READING PASSAGE
"""
Hopkins and Donaldson had first discussed doing
a biography of Ernest Hemingway called Papa, but it never got off
the ground. Then Donaldson asked Hopkins to take a look at the Munro script that he had been working at on
and off for three decades.
“There
are some sorts of movies – like this movie – that don’t appeal to the
studio system,” Donaldson acknowledges. “This film has spanned my whole
career as a filmmaker, really. It started out as one of the first films I
made as a documentary. The real guy just stuck with me. I could never
forget this guy. When I started making feature films, which was a few
years later, I just thought there was something about this character which
would say a lot for me personally about my own experience of coming to
America, as well as be a connection to a film and a character that I had
met and come with on one of my first trips to America.”
Hopkins recalls, “Roger Donaldson sent me the DVD of the documentary and the
script and he said, ‘Watch the documentary first and then read the script
and see what you think.’ So I watched the documentary. I thought it was
very good. I phoned him and he said, “Have you read the script?” I read
the script the next day and I phoned him up and said, yeah, I’d like to do
it.”
“As a result of getting
back together on [the aborted Papa project], I said, hey, I’ve
written this script that you may be interested in doing,” Donaldson
agrees. “He read the script the same day as I remember and called me back
and said he’d love to do it. Once he was on board, the whole movie became
a reality… I don’t know any other actor who could have done with it what
he’s done with it. For me he found the heart and soul of this character.
He found the subtlety and the nuance of the character. He delivered my
lines that I’d written in a way as though this character thought them up
at the moment he’s saying them. As a director you realize you’re only as
good as the people you cast in your movie. I was lucky to have Anthony in
my film.”
In some ways, The World’s Fastest Indian
is a few different films in one. The first third of the movie shows Burt
in his native New Zealand, the odd neighbor who bugs his neighbors but is respected and
liked for his single-minded obsession with inventing and speed. Hopkins tried to capture the vibe of Munro, but realized it was futile to
try and be him.
“I don't look anything like the real Burt
Munro,” Hopkins says. “I resisted doing a Rich Little, because if you do that you
become a mimic. With an accent like this guy, a New Zealand accent… if you strive to get it absolutely accurate then it's not
a performance. It's a mask. You may as well get a Munro mask. That's not
what acting is about. That's my opinion. So you just airbrush it in there.
"""
INFORMATION GIVEN
"""
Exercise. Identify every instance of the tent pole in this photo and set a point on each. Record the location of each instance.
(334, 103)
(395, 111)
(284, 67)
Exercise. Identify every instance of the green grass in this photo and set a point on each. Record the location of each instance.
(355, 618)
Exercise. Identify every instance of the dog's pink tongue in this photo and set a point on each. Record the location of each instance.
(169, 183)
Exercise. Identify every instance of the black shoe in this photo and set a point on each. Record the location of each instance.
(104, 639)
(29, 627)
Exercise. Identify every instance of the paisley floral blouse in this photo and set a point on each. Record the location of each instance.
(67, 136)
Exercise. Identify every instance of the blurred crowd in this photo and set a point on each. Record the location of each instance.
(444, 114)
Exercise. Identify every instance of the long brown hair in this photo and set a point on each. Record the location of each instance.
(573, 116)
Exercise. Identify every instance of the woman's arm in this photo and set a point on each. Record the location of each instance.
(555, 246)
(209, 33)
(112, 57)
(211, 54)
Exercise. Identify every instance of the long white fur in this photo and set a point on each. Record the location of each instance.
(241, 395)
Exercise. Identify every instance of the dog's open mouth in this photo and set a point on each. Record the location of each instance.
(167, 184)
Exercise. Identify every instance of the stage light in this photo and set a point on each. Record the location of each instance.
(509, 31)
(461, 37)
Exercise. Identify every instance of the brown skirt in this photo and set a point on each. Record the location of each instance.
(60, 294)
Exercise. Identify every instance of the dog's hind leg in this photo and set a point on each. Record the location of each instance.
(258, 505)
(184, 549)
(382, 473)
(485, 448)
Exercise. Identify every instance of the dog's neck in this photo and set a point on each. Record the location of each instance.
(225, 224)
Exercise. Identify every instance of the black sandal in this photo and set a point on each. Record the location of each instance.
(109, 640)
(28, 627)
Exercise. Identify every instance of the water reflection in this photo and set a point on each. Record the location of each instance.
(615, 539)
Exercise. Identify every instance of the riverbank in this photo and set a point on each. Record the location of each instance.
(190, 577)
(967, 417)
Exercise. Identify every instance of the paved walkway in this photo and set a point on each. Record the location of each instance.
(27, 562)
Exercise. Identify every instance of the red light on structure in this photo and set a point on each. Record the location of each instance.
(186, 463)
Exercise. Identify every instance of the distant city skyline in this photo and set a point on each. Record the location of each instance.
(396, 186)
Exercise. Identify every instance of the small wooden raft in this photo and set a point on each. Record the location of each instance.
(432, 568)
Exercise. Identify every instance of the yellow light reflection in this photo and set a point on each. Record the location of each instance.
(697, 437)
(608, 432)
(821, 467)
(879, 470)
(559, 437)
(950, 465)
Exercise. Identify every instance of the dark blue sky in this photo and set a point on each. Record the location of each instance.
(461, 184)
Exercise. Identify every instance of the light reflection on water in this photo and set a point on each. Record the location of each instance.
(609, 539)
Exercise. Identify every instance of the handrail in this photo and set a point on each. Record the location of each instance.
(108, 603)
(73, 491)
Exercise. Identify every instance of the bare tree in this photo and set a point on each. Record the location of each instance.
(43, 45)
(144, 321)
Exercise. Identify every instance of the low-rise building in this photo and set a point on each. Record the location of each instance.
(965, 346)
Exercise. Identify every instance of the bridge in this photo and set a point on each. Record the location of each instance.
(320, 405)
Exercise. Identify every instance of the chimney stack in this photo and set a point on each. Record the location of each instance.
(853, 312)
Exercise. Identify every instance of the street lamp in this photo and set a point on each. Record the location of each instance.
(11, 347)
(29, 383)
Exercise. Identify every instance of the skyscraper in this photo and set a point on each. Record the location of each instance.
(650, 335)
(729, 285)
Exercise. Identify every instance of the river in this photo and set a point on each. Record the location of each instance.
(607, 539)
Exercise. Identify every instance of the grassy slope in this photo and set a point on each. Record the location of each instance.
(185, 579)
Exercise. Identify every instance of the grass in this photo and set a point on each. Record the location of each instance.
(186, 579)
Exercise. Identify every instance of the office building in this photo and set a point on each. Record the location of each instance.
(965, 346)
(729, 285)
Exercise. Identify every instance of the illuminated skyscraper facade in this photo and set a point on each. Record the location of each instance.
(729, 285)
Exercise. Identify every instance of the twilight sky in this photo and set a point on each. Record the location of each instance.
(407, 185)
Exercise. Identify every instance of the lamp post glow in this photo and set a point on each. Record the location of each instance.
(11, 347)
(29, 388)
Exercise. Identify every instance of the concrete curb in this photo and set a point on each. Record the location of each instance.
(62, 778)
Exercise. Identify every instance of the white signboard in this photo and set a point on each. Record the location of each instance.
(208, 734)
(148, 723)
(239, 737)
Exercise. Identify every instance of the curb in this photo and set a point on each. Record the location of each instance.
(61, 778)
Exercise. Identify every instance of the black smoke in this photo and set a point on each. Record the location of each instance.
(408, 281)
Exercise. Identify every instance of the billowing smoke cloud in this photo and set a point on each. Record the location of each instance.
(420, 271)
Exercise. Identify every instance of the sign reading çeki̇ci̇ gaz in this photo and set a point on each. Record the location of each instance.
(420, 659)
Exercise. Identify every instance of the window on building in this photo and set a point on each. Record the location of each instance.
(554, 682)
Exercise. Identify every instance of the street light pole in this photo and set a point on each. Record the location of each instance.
"""
INSTRUCTION 1
Report every line of the entries that contains the string "water". Case counts.
INSTRUCTION 2
Continue the passage about the making of The World's Fastest Indian from where it stops.

RESPONSE 1
Exercise. Identify every instance of the water reflection in this photo and set a point on each. Record the location of each instance.
Exercise. Identify every instance of the light reflection on water in this photo and set a point on each. Record the location of each instance.

RESPONSE 2
You just put a couple of pen strokes here and there. Roger on the set
everyday would say, 'Tony, you've lost it a little bit this morning. Let’s
watch those sounds.' But the New Zealand, South
Ireland accent it was easier for me because Burt sounds a little bit
Cornish or maybe Irish. So it was easier than North Ireland is much more, I think, a much more pitched sound. It's a difficult
sound to get.”
The middle section of the film becomes a
fish-out-of-water road movie when the somewhat naïve Kiwi experiences the United States of the 1960s. Burt meets lots of strangers who are charmed by the
man’s unassuming determination to succeed, a transvestite hotel clerk, a
Hispanic car dealer, an Indian and an extremely friendly widow. Looking at
this time of history with an outsider’s eyes, Munro is able to experience
some of the highs and lows of the era – the sexual revolution, drugs, the
Vietnam War – with a charming open-mindedness.
“This
movie reflects very much my own experience of coming to America,” says
director Roger Donaldson. “I remember when I first came here in 1968 I was
a photographer and I wanted to see Haight-Asbury. I literally wanted
to see Haight-Asbury. I stood on the corner and was very disappointed
to see that I’d actually missed it by a few weeks. The hippies were not
quite so out there in full force. But I did remember going to a very
memorable concert up in Oregon somewhere that was a week before Woodstock.
I don’t remember where exactly. I got up on stage with Ike and Tina Turner
and got these amazing pictures at the height of their fame.”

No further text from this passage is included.